[Point annotation dataset records]
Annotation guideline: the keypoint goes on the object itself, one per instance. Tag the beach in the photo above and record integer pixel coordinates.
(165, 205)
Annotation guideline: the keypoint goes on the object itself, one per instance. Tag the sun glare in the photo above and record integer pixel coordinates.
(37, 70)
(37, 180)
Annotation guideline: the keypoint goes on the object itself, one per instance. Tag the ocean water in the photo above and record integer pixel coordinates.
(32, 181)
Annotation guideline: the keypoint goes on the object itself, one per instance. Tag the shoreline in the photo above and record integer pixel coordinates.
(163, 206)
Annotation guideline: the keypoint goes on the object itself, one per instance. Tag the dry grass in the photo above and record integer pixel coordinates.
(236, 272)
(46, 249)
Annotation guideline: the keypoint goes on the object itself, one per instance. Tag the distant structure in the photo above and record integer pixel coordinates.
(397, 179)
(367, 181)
--
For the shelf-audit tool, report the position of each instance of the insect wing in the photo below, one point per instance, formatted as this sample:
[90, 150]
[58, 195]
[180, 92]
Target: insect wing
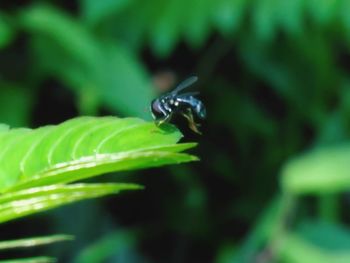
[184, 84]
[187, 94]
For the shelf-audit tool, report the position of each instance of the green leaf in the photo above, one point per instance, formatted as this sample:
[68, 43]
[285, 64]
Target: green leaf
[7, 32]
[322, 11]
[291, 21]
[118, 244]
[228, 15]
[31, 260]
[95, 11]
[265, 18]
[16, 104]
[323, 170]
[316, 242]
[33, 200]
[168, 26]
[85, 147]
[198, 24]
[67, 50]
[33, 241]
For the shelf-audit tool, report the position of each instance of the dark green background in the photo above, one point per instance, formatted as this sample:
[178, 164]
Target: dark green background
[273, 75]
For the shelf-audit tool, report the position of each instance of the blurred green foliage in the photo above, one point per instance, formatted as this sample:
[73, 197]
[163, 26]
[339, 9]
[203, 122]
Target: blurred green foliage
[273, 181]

# [What you have to do]
Gather every line of the records above that contains the string "coordinates", copying each line in full. Case counts.

# [Task result]
Annotation guideline: the keypoint goes on the object itself, one per instance. Tag the beach in the photo above and record integer pixel coordinates.
Annotation guideline: the keypoint goes on the object itself, one per instance. Tag the sun glare in the photo above and record integer pixel coordinates.
Annotation guideline: the keypoint goes on the object itself, one per instance. Tag the ocean water in the photo above and record integer pixel coordinates.
Annotation guideline: the keypoint goes on the object itself, one per instance. Tag the shoreline in the photo above and record integer pixel coordinates.
Annotation guideline: the keypoint goes on the object itself, one per instance. Tag the dry grass in the photo above and record integer pixel coordinates.
Annotation guideline: the keypoint goes on the object itself, one per instance. Tag the distant structure in the photo above and record integer pixel coordinates.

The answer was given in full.